- TASK INSTRUCTIONS: A verbatim copy of all the data is required; the pictures should not appear in it.

- TASK INPUT:
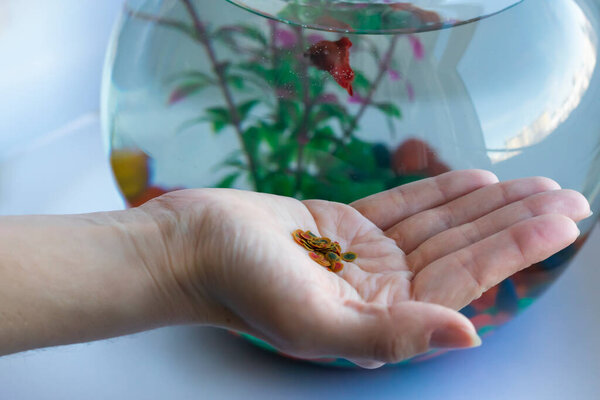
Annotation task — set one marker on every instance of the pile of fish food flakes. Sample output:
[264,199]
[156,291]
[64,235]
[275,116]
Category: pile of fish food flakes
[322,250]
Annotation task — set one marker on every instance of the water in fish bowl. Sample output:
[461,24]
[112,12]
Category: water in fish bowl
[343,100]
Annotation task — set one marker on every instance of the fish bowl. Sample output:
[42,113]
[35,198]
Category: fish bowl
[338,100]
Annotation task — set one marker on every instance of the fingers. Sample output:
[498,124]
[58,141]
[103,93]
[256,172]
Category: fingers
[416,229]
[460,277]
[388,208]
[566,202]
[371,335]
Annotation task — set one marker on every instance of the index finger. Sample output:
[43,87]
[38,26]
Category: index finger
[385,209]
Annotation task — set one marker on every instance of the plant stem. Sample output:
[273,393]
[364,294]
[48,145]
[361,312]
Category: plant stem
[219,70]
[199,34]
[302,136]
[383,68]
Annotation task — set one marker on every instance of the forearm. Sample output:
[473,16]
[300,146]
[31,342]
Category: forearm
[67,279]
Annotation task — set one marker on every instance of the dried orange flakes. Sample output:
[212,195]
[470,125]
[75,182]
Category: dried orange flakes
[322,250]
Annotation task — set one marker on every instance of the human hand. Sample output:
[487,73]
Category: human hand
[425,250]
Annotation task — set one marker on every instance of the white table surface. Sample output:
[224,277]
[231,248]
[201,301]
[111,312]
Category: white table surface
[552,351]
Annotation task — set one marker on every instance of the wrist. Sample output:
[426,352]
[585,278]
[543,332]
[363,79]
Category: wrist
[180,272]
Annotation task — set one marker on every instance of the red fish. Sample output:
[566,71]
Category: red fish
[334,57]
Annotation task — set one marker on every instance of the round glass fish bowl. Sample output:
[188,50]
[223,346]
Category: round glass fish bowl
[338,100]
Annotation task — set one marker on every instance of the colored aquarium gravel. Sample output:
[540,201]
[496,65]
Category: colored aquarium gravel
[322,250]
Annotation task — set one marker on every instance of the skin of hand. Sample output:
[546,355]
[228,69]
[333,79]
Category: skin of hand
[425,250]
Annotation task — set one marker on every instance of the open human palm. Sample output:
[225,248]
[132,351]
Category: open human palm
[425,250]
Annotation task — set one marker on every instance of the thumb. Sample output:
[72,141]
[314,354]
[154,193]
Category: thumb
[371,335]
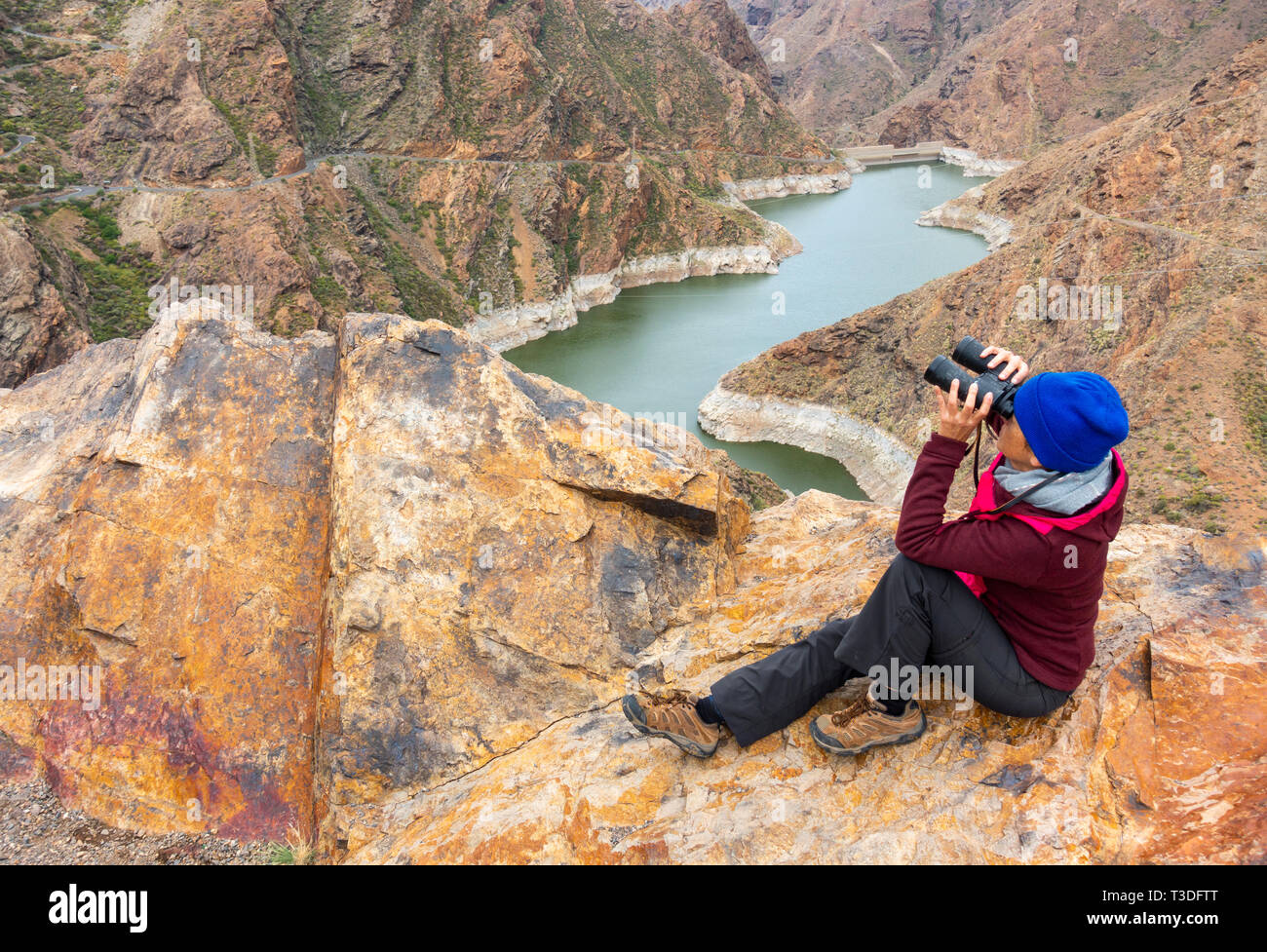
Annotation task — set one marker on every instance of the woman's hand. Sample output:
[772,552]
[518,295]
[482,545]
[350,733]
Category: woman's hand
[959,422]
[1014,363]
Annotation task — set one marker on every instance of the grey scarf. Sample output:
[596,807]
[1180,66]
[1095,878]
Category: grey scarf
[1064,495]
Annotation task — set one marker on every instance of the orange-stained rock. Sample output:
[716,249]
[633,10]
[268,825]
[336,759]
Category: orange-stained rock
[391,589]
[1096,781]
[503,552]
[166,514]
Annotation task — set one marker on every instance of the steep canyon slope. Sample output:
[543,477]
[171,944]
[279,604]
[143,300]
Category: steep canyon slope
[1165,209]
[385,589]
[452,160]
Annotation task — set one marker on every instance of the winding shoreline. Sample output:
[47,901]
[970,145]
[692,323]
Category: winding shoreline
[878,461]
[506,328]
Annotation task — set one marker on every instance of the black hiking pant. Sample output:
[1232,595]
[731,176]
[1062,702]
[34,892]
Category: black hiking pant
[917,616]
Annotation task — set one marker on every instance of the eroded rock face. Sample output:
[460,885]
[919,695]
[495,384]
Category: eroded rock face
[165,518]
[388,589]
[1120,774]
[505,551]
[37,330]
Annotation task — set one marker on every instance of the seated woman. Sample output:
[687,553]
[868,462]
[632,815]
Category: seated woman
[1008,592]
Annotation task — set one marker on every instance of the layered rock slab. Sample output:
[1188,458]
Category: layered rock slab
[389,587]
[1127,771]
[505,550]
[165,518]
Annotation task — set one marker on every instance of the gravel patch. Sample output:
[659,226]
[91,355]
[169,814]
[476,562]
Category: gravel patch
[37,829]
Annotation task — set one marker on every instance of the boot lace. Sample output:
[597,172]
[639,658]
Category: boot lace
[858,706]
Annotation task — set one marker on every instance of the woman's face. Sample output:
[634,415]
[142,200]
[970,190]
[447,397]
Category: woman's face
[1012,443]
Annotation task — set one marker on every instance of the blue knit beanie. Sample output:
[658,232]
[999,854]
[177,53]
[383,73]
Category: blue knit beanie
[1071,420]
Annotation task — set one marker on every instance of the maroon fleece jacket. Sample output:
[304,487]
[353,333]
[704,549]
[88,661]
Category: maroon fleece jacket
[1044,593]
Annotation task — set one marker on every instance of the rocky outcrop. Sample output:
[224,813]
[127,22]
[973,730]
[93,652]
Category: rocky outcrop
[1156,215]
[37,330]
[507,328]
[782,186]
[1040,72]
[959,212]
[1133,769]
[446,161]
[977,168]
[385,588]
[166,515]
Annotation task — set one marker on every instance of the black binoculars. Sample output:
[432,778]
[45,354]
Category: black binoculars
[941,372]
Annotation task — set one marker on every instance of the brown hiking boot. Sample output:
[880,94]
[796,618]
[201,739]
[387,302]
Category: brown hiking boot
[674,716]
[865,724]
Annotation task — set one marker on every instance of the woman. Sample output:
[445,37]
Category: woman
[1006,595]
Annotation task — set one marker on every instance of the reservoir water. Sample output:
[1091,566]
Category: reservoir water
[658,350]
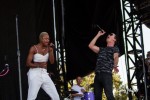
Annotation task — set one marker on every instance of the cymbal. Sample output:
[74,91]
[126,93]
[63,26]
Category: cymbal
[73,92]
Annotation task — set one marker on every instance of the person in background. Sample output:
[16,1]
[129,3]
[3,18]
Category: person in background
[107,60]
[37,62]
[79,89]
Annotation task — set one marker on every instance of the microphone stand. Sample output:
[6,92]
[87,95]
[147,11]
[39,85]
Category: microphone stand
[18,54]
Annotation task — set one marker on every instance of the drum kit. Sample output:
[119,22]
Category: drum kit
[87,95]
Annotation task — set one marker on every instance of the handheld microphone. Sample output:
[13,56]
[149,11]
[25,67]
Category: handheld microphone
[97,27]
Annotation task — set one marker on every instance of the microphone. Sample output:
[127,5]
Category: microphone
[97,27]
[51,44]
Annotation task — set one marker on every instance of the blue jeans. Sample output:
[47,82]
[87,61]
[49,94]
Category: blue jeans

- RESPONSE TO THE EXERCISE:
Annotation task — set one marker on every instance of the pile of fish food flakes. Sample output:
[264,199]
[156,291]
[64,235]
[275,116]
Category: pile of fish food flakes
[322,250]
Annotation task — set one marker on every instance of the water in fish bowl. Sample output:
[461,24]
[112,12]
Category: water in fish bowl
[343,100]
Annotation task — set one marker on every instance of the fish bowl. Sample output:
[42,113]
[35,198]
Category: fish bowl
[338,100]
Annotation task — set one marker on every instance of the fingers. Sample output:
[498,124]
[58,141]
[103,93]
[256,172]
Category: fingers
[416,229]
[460,277]
[388,208]
[566,202]
[371,335]
Annotation task — set one marker on every instance of the index finger. Sample output:
[43,87]
[38,26]
Category: index finger
[385,209]
Annotation task — set one marker on every instance of the plant stem. Sample output:
[273,393]
[364,294]
[48,145]
[361,312]
Category: plant stem
[219,70]
[199,34]
[302,136]
[383,68]
Annotation task — set one marker on every instance of the forearm. Sample output:
[473,16]
[300,146]
[31,342]
Category: forearm
[67,279]
Annotation task — set one marker on every instance of the dried orange flakes. Sample output:
[212,195]
[470,125]
[75,182]
Category: dried orange flakes
[322,250]
Annotation task — set one marker on every instance of the human hand. Sample output:
[487,73]
Category: human hand
[425,250]
Annotation task — set one marker on every instance of the white table surface. Sample output:
[224,277]
[231,248]
[201,301]
[111,312]
Category: white table surface
[552,351]
Annotation task — set one marker on every instance of the wrist. Sample output:
[426,352]
[585,278]
[543,332]
[363,79]
Category: wrist
[180,272]
Annotation task — set one marker on every instance of the red fish. Sample output:
[566,71]
Category: red fish
[334,57]
Annotation task — set one marker on every instance of the round glass fish bowl. Sample output:
[188,50]
[223,346]
Category: round glass fish bowl
[338,100]
Annotation task — set one marker on every instance of the colored aquarium gravel. Sample output:
[540,201]
[496,65]
Category: colored aquarium gravel
[322,250]
Annotation task — set one marker on every instance of the skin of hand. Sample output:
[546,355]
[228,69]
[333,79]
Category: skin of hand
[425,250]
Annotation task — set one marker on every instance of the open human palm. Sample output:
[225,248]
[132,351]
Category: open human palm
[425,250]
Annotation task — set one marker on every instance of the thumb. Sample output:
[72,141]
[314,354]
[154,193]
Category: thumb
[371,335]
Annotation task — set one marker on every instance of the woman's hand. Sample output:
[772,552]
[518,295]
[482,545]
[350,733]
Category: woman's hand
[959,422]
[1014,363]
Annotation task — set one marker on every instance of the grey scarf. Sample output:
[596,807]
[1180,66]
[1095,878]
Category: grey scarf
[1064,495]
Annotation task — set one marker on every instance of the orange-stained rock. Sample output:
[716,249]
[633,10]
[268,825]
[336,759]
Category: orange-stained rock
[391,589]
[1096,781]
[503,552]
[166,514]
Annotation task — set one marker on every instance of the steep canyon slope. Sample output:
[543,477]
[171,944]
[279,604]
[143,300]
Category: steep canyon slope
[1165,209]
[385,589]
[452,160]
Annotation task — set one marker on every instance of the winding shoreline. Sample output:
[47,901]
[970,145]
[692,323]
Category: winding shoreline
[878,461]
[506,328]
Annotation task — set one marker on every instance of the black hiking pant. Sample output:
[1232,595]
[731,176]
[1062,702]
[34,892]
Category: black hiking pant
[917,616]
Annotation task — set one marker on every instance of the eroded rock face. Sample output:
[460,885]
[919,695]
[495,384]
Category: eroded rock face
[165,518]
[388,589]
[1120,774]
[505,551]
[37,330]
Annotation task — set one marker on every instance of the seated woman. Sample output:
[687,553]
[868,462]
[632,815]
Category: seated woman
[1008,592]
Annotation task — set one marker on every instance of the layered rock slab. Sample output:
[1188,458]
Category: layered rock slab
[389,587]
[1127,771]
[505,550]
[165,518]
Annotation task — set one marker on every instance of the gravel patch. Sample output:
[659,226]
[91,355]
[169,814]
[476,562]
Category: gravel patch
[37,829]
Annotation task — set one marker on every instance of the boot lace. Sample output:
[597,172]
[639,658]
Category: boot lace
[858,706]
Annotation task — set one marker on every instance of the woman's face. Sample output:
[634,415]
[142,200]
[970,190]
[447,397]
Category: woman's face
[1012,443]
Annotation task — set one marker on every instance of the blue knit beanie. Sample output:
[658,232]
[999,854]
[177,53]
[383,73]
Category: blue knit beanie
[1071,420]
Annotation task — set one marker on every instance of the maroon fleece jacket. Sample output:
[304,487]
[353,333]
[704,549]
[88,661]
Category: maroon fleece jacket
[1044,593]
Annotation task — set one marker on every instance of the rocky outcrop. Sample output:
[224,813]
[127,22]
[973,730]
[93,652]
Category: rocky outcrop
[1156,215]
[37,330]
[507,328]
[782,186]
[1040,72]
[959,212]
[1133,769]
[446,161]
[977,168]
[385,588]
[166,515]
Annotation task — set one marker on every instance of the black binoculars. Sample output:
[432,778]
[45,354]
Category: black binoculars
[941,372]
Annotation task — set one marker on every instance of the brown hiking boot. Sample output:
[880,94]
[796,618]
[201,739]
[387,302]
Category: brown hiking boot
[674,716]
[865,724]
Annotation task — set one marker on every instance of the woman. Sample output:
[445,37]
Category: woman
[1006,595]
Annotation task — set one marker on every instance of the reservoir water. Sample output:
[1091,566]
Category: reservoir water
[658,350]
Annotation task — set one marker on every instance of the cymbal. Sample output:
[74,91]
[126,93]
[63,26]
Category: cymbal
[73,92]
Annotation task — set one marker on every instance of the person in background. Sample output:
[16,1]
[129,3]
[3,18]
Category: person in background
[107,60]
[37,62]
[79,89]
Annotation task — set one marker on every instance of the microphone stand. Sample output:
[6,92]
[87,95]
[147,11]
[39,85]
Category: microphone stand
[18,54]
Annotation task — set one marker on every instance of the drum kit. Sample output:
[119,22]
Category: drum kit
[87,95]
Annotation task — set one marker on every instance of the handheld microphone. Sample output:
[13,56]
[149,11]
[25,67]
Category: handheld microphone
[97,27]
Annotation task — set one marker on every instance of the microphone. Sample output:
[127,5]
Category: microphone
[97,27]
[51,44]
Annotation task — set one marker on every instance of the blue jeans. Sample output:
[47,82]
[87,61]
[49,94]
Category: blue jeans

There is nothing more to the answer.